• **TEXTO**:
------------------------------
Luta por moradia

Pinheirinho: da destruição ao recomeço, histórias de vidas reconstruídas

Ocupação arrasada há 10 anos tornou-se um bairro com 1.500 famílias, em outro local. Desafio é garantir atendimento público

Reprodução/Twitter-Pref SJC/Montagem RBA
Reprodução/Twitter-Pref SJC/Montagem RBA
Construção no bairro entregue em 2016, a extensa área da ocupação e cenas da destruição de 10 anos atrás: violência

São Paulo – “Fica tranquilo que é um pente-fino”, disse um oficial da Polícia Militar a Valdir Martins de Souza, o Marrom, coordenador da ocupação do Pinheirinho, em São José dos Campos, onde aproximadamente 6 mil pessoas – 1.834 famílias – despertaram com amplo aparato policial nas primeiras horas de domingo, 22 de janeiro de 2012. Estavam lá 40 oficiais de Justiça, um efetivo de 2 mil homens (incluindo bombeiros, tropa de choque e polícia), 200 viaturas, 100 cavalos, 40 cachorros, três helicópteros.

Não era, claro, uma simples triagem. Em pouco tempo não haveria mais nenhuma casa ou barraco. O Pinheirinho não existia mais. Neste sábado (22), quando se completam 10 anos da reintegração, é lançado documentário sobre a história da ocupação, no bairro que surgiu no final de 2016, a 15 quilômetros da antiga ocupação. Com recursos do programa Minha Casa Minha Vida, Pinheirinho dos Palmares foi erguido na periferia da cidade do Vale do Paraíba, interior paulista. Enquanto isso, a área ocupada de 2004 a 2012 segue vazia, com mato crescendo.

Batalha judicial

Marrom conta que, na véspera da operação, havia até certa tranquilidade. “Uma semana antes, teve uma ação de despejo bastante forte, conseguimos suspender”, lembra. Então, não se esperava que pudesse ocorrer outra ofensiva, pelo menos não tão cedo. Até porque, no sábado, um dia antes da operação, durante assembleia com a presença de parlamentares, os moradores foram informados de que havia uma negociação em andamento, envolvendo os governos municipal, estadual e federal.
------------------------------
Entradas da coleção
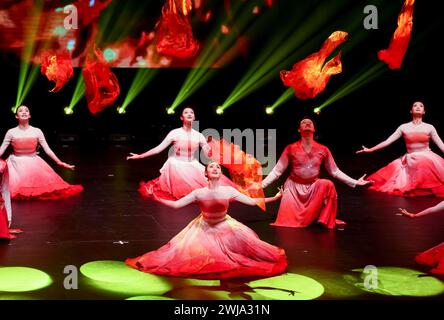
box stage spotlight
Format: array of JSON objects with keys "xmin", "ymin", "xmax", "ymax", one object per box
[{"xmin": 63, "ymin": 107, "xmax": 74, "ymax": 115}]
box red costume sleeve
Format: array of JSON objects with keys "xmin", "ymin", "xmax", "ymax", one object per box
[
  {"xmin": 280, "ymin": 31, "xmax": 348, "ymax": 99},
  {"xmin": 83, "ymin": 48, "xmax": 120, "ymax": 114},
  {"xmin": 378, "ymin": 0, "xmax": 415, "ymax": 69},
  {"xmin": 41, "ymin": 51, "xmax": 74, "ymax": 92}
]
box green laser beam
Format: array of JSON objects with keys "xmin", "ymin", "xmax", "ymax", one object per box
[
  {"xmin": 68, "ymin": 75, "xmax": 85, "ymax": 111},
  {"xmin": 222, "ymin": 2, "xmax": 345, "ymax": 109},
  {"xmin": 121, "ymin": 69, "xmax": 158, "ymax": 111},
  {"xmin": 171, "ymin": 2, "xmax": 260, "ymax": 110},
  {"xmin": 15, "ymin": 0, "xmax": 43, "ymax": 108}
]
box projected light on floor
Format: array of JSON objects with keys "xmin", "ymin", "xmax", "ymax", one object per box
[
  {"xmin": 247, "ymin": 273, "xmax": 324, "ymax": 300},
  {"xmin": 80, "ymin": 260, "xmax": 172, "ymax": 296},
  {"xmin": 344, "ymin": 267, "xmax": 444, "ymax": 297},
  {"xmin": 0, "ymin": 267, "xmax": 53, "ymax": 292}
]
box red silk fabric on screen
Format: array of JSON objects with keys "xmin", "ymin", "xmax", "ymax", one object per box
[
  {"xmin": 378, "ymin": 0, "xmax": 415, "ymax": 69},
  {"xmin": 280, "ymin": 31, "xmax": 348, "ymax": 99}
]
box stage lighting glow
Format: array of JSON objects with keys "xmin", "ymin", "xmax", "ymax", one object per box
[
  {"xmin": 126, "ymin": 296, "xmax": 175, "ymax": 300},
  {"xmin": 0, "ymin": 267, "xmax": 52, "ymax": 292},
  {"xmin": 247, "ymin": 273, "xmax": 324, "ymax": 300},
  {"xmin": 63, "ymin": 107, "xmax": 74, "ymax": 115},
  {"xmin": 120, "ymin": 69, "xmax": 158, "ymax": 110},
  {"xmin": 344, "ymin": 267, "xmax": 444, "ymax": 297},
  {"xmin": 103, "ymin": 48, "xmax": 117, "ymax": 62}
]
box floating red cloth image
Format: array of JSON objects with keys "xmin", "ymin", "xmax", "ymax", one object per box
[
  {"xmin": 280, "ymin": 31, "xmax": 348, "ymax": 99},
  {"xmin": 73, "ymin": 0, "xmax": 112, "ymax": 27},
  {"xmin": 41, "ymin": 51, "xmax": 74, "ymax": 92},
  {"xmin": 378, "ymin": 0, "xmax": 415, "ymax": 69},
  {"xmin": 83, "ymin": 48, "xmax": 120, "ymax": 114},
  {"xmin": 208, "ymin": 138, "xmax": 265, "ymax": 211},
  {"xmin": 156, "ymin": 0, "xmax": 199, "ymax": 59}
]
------------------------------
• **PARTES DO EXERCÍCIO**:
A - Reproduza o trecho da reportagem sobre o Pinheirinho que vai de "Pinheirinho: da destruição" até "cachorros, três helicópteros.", inclusive.
B - Atualize os registros a partir da linha com "box floating red cloth image" até o fim deles, substituindo "cloth" por "fabric" e deixando todo o resto como está. Apresente somente essas linhas.

• **RESULTADOS POR TAREFA**:
A -
Pinheirinho: da destruição ao recomeço, histórias de vidas reconstruídas

Ocupação arrasada há 10 anos tornou-se um bairro com 1.500 famílias, em outro local. Desafio é garantir atendimento público

Reprodução/Twitter-Pref SJC/Montagem RBA
Reprodução/Twitter-Pref SJC/Montagem RBA
Construção no bairro entregue em 2016, a extensa área da ocupação e cenas da destruição de 10 anos atrás: violência

São Paulo – “Fica tranquilo que é um pente-fino”, disse um oficial da Polícia Militar a Valdir Martins de Souza, o Marrom, coordenador da ocupação do Pinheirinho, em São José dos Campos, onde aproximadamente 6 mil pessoas – 1.834 famílias – despertaram com amplo aparato policial nas primeiras horas de domingo, 22 de janeiro de 2012. Estavam lá 40 oficiais de Justiça, um efetivo de 2 mil homens (incluindo bombeiros, tropa de choque e polícia), 200 viaturas, 100 cavalos, 40 cachorros, três helicópteros.

B -
box floating red fabric image
Format: array of JSON objects with keys "xmin", "ymin", "xmax", "ymax", one object per box
[
  {"xmin": 280, "ymin": 31, "xmax": 348, "ymax": 99},
  {"xmin": 73, "ymin": 0, "xmax": 112, "ymax": 27},
  {"xmin": 41, "ymin": 51, "xmax": 74, "ymax": 92},
  {"xmin": 378, "ymin": 0, "xmax": 415, "ymax": 69},
  {"xmin": 83, "ymin": 48, "xmax": 120, "ymax": 114},
  {"xmin": 208, "ymin": 138, "xmax": 265, "ymax": 211},
  {"xmin": 156, "ymin": 0, "xmax": 199, "ymax": 59}
]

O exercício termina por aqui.